* TASK BRIEF
An exact, complete copy of the entries is what is needed.

Stored records
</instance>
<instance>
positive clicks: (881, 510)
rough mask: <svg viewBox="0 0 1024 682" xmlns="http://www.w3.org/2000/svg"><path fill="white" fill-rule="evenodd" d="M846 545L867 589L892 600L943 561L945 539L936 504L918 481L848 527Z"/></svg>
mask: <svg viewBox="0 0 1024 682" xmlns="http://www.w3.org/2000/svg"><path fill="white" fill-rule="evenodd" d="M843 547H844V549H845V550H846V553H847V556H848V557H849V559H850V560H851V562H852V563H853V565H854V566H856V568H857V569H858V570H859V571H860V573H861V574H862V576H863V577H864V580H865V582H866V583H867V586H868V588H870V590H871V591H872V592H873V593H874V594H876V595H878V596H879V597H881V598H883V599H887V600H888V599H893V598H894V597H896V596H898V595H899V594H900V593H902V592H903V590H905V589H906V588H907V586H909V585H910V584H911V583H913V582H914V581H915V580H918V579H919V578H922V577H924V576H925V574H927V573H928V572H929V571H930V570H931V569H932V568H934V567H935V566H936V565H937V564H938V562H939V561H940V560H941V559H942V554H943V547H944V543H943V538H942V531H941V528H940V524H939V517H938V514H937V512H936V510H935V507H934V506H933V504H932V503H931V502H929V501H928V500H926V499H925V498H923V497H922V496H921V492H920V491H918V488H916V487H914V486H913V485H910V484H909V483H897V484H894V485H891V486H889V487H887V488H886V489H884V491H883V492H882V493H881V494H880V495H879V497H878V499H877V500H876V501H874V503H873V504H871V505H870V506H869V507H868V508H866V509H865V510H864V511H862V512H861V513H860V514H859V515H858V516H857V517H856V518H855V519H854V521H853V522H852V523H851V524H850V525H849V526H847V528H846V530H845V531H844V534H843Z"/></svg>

* RESPONSE TO THIS EXERCISE
</instance>
<instance>
positive clicks: (881, 510)
rough mask: <svg viewBox="0 0 1024 682" xmlns="http://www.w3.org/2000/svg"><path fill="white" fill-rule="evenodd" d="M846 545L867 589L892 600L943 561L945 539L936 504L918 481L848 527Z"/></svg>
mask: <svg viewBox="0 0 1024 682" xmlns="http://www.w3.org/2000/svg"><path fill="white" fill-rule="evenodd" d="M843 547H844V549H845V550H846V553H847V556H848V557H849V559H850V560H851V562H852V563H853V565H854V566H856V568H857V569H858V570H859V571H860V573H861V574H862V576H863V577H864V580H865V582H866V583H867V586H868V588H870V590H871V591H872V592H873V593H874V594H876V595H878V596H879V597H881V598H883V599H887V600H888V599H893V598H894V597H896V596H898V595H899V594H900V593H902V592H903V590H905V589H906V588H907V586H909V585H910V584H911V583H913V582H914V581H915V580H918V579H919V578H922V577H924V576H925V574H927V573H928V572H929V571H930V570H931V569H932V568H934V567H935V566H936V565H937V564H938V562H939V561H940V560H941V559H942V554H943V547H944V543H943V538H942V531H941V528H940V524H939V517H938V514H937V512H936V510H935V507H934V506H933V504H932V503H931V502H929V501H928V500H926V499H925V498H923V497H922V496H921V492H920V491H918V488H916V487H914V486H913V485H910V484H909V483H897V484H894V485H891V486H889V487H887V488H886V489H884V491H883V492H882V493H881V494H880V495H879V497H878V499H877V500H876V501H874V503H873V504H871V505H870V506H869V507H868V508H866V509H865V510H864V511H862V512H861V513H860V514H859V515H858V516H857V517H856V518H855V519H854V521H853V522H852V523H851V524H850V525H849V526H847V528H846V530H845V531H844V534H843Z"/></svg>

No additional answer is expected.